● Task instructions
1. Answer these questions about the court ruling:
(a) On what date was the ruling delivered?
(b) Under which rule of the Court of Appeal Rules, 2010 was the application lodged?
(c) What does the applicant ask regarding the costs of the application?
2. From the court ruling, print everything from "1.The applicant has" down to "be provided for.".
3. Write the passage that comes next in the court ruling on extending the time to file the appeal, beginning right after its final sentence.

● Document excerpt
+++

Sasah General Merchants Limited v Christian Children's Fund & 2 others (Civil Appeal (Application) E035 of 2022) [2022] KECA 694 (KLR) (22 July 2022) (Ruling)

Sasah General Merchants Limited v Christian Children's Fund & 2 others (Civil Appeal (Application) E035 of 2022) [2022] KECA 694 (KLR) (22 July 2022) (Ruling)

1.The applicant has lodged the present application dated March 8, 2022 under the provisions of Rule 4 of the Court of Appeal Rules, 2010, sections 3A and 3B of the Appellate Jurisdiction Act, Cap.9 Laws of Kenya, and Article 159 of the Constitution of Kenya, 2010. It prays that the time within which the appeal and the record of appeal in the matter were to be filed be extended on such terms as this Court may deem just, and that its appeal be deemed to have been filed and served within time. It also prays that the costs of the application be provided for.

+++

● Data
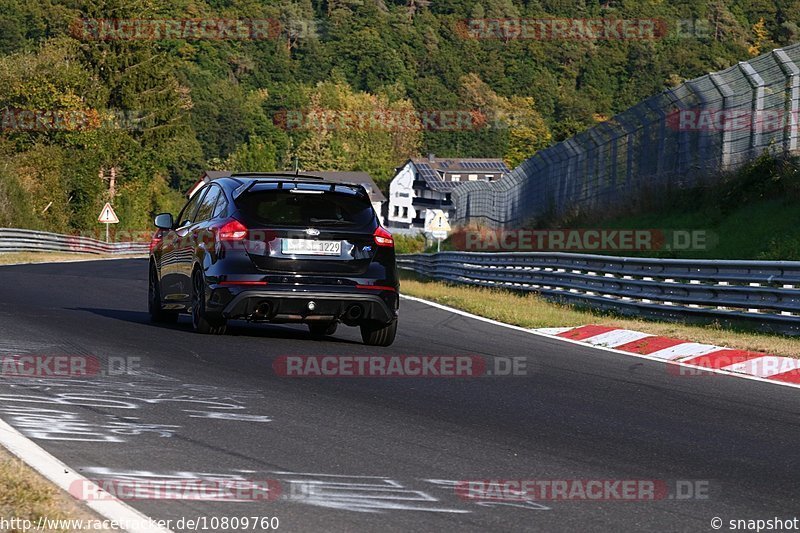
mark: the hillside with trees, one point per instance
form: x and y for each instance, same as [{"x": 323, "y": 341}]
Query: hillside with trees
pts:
[{"x": 159, "y": 111}]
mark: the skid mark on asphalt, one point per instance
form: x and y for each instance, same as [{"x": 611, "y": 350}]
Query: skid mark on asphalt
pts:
[
  {"x": 77, "y": 409},
  {"x": 355, "y": 493}
]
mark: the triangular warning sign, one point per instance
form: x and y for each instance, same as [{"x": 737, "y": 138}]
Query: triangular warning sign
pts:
[{"x": 108, "y": 216}]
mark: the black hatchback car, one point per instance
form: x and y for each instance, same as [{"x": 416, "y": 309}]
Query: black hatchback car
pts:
[{"x": 276, "y": 248}]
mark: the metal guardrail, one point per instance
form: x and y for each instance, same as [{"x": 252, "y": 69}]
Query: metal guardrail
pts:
[
  {"x": 22, "y": 240},
  {"x": 762, "y": 293}
]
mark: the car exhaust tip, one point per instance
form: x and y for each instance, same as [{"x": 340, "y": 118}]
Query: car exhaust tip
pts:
[
  {"x": 264, "y": 309},
  {"x": 352, "y": 314}
]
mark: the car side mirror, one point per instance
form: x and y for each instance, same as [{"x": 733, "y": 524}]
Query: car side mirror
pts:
[{"x": 164, "y": 221}]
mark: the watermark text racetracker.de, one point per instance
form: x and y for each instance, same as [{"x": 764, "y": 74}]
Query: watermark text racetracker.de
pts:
[
  {"x": 605, "y": 490},
  {"x": 66, "y": 366},
  {"x": 584, "y": 240},
  {"x": 398, "y": 366}
]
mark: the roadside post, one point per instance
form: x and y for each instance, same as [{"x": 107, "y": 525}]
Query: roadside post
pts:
[
  {"x": 107, "y": 217},
  {"x": 437, "y": 225}
]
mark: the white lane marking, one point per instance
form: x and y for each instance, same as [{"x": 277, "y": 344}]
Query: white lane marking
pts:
[
  {"x": 554, "y": 331},
  {"x": 685, "y": 349},
  {"x": 64, "y": 477},
  {"x": 603, "y": 348},
  {"x": 84, "y": 260},
  {"x": 766, "y": 366},
  {"x": 615, "y": 338}
]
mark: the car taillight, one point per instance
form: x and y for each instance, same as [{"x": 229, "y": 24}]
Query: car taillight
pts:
[
  {"x": 383, "y": 237},
  {"x": 233, "y": 230},
  {"x": 155, "y": 241}
]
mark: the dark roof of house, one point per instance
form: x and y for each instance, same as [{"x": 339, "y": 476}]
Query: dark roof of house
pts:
[
  {"x": 433, "y": 169},
  {"x": 359, "y": 178}
]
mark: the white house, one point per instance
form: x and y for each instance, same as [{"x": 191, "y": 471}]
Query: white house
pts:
[{"x": 426, "y": 183}]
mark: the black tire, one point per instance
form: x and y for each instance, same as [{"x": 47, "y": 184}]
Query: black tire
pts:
[
  {"x": 321, "y": 330},
  {"x": 379, "y": 334},
  {"x": 202, "y": 322},
  {"x": 157, "y": 312}
]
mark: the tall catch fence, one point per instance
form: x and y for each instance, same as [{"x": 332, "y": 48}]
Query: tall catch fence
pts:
[{"x": 683, "y": 137}]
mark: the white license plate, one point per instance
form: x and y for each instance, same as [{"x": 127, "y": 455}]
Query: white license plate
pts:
[{"x": 309, "y": 247}]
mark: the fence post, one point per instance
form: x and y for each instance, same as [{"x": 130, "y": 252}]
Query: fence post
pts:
[
  {"x": 757, "y": 84},
  {"x": 727, "y": 94},
  {"x": 793, "y": 88}
]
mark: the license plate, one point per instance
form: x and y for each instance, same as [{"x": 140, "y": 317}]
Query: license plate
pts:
[{"x": 309, "y": 247}]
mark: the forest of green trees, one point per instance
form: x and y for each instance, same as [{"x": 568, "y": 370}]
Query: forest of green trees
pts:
[{"x": 160, "y": 111}]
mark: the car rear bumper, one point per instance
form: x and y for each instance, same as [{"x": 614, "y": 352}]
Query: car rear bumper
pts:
[{"x": 308, "y": 306}]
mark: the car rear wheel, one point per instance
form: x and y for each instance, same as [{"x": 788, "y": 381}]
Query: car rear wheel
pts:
[
  {"x": 379, "y": 334},
  {"x": 157, "y": 311},
  {"x": 201, "y": 320},
  {"x": 320, "y": 330}
]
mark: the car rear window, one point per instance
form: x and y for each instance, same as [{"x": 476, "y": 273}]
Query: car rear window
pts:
[{"x": 309, "y": 208}]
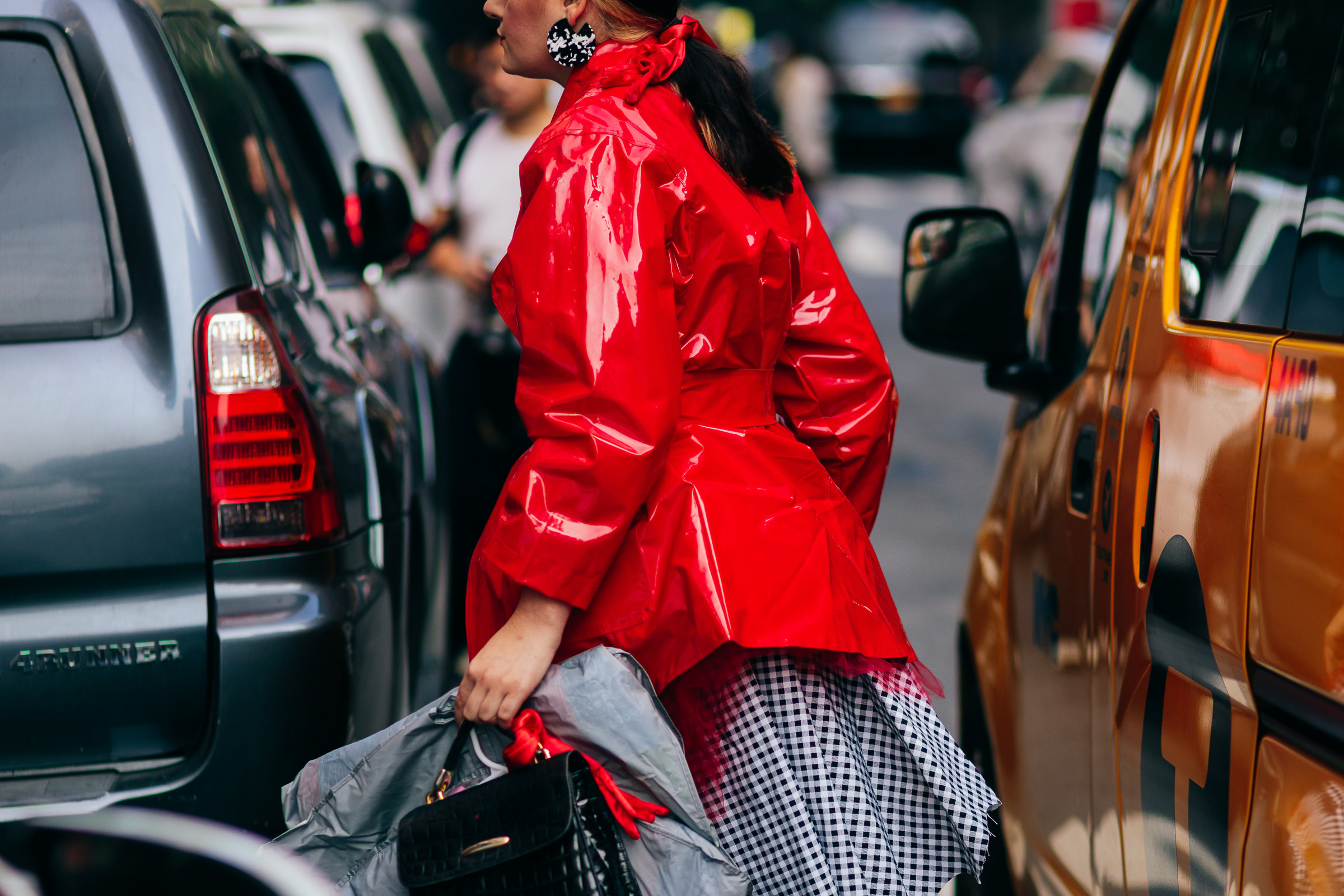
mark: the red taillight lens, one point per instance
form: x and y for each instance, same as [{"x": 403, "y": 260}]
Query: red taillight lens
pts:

+++

● Written answers
1.
(a) 22 July 2022
(b) Rule 4
(c) That the costs of the application be provided for.

2.
1.The applicant has lodged the present application dated March 8, 2022 under the provisions of Rule 4 of the Court of Appeal Rules, 2010, sections 3A and 3B of the Appellate Jurisdiction Act, Cap.9 Laws of Kenya, and Article 159 of the Constitution of Kenya, 2010. It prays that the time within which the appeal and the record of appeal in the matter were to be filed be extended on such terms as this Court may deem just, and that its appeal be deemed to have been filed and served within time. It also prays that the costs of the application be provided for.

3.
2.The grounds on which the application is based are set out on the face of the application and in the affidavit sworn by the applicant’s learned Counsel, Mr. David Otieno, on March 8, 2022. It is averred on behalf of the applicant that the suit before the High Court related to a dispute over a construction contract that the parties had entered into. The applicant claimed from the respondents a sum of Kshs.15, 821,912.42 being the value of the work that it did, but which it claimed it was nor paid. The trial court dismissed its claim.
3.The applicant was dissatisfied with the decision of the trial court and it instructed its advocates on record to pursue an appeal against it. The applicant’s advocates had therefore filed and served a notice of appeal and had also requested for the proceedings by way of a letter dated May 30, 2019 which was delivered to the High Court on May 31, 2019 and copied to Counsel for the respondents.
4.Counsel for the applicant had, on November 12, 2021, received a letter dated November 4, 2021 notifying him that the proceedings were ready for collection upon payment of Kshs.2.400. The applicant’s Counsel had, upon receipt of the letter, paid the amount and collected the proceedings. Counsel for the applicant avers that they could not proceed to lodge the appeal immediately as they had not received a certified of delay from the Deputy Registrar of the High Court, and they did not receive it until December 6, 2021.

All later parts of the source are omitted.